§ **Required task**
Reproduce all of the data below word for word, leaving out the pictures.

___ Records for this task

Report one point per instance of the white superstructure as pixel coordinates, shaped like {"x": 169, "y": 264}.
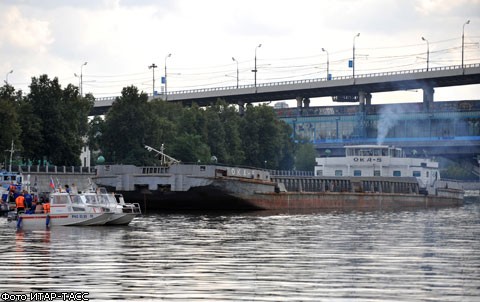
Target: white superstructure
{"x": 379, "y": 161}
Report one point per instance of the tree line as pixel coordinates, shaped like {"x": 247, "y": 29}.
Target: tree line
{"x": 51, "y": 125}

______

§ **Solution to this exercise**
Report one point per instance of the white superstructure as pixel coordinates, shaped like {"x": 169, "y": 264}.
Target: white superstructure
{"x": 379, "y": 161}
Report one point per instance of the tree line as pixel coordinates, shaped like {"x": 247, "y": 29}.
Target: tree line
{"x": 51, "y": 125}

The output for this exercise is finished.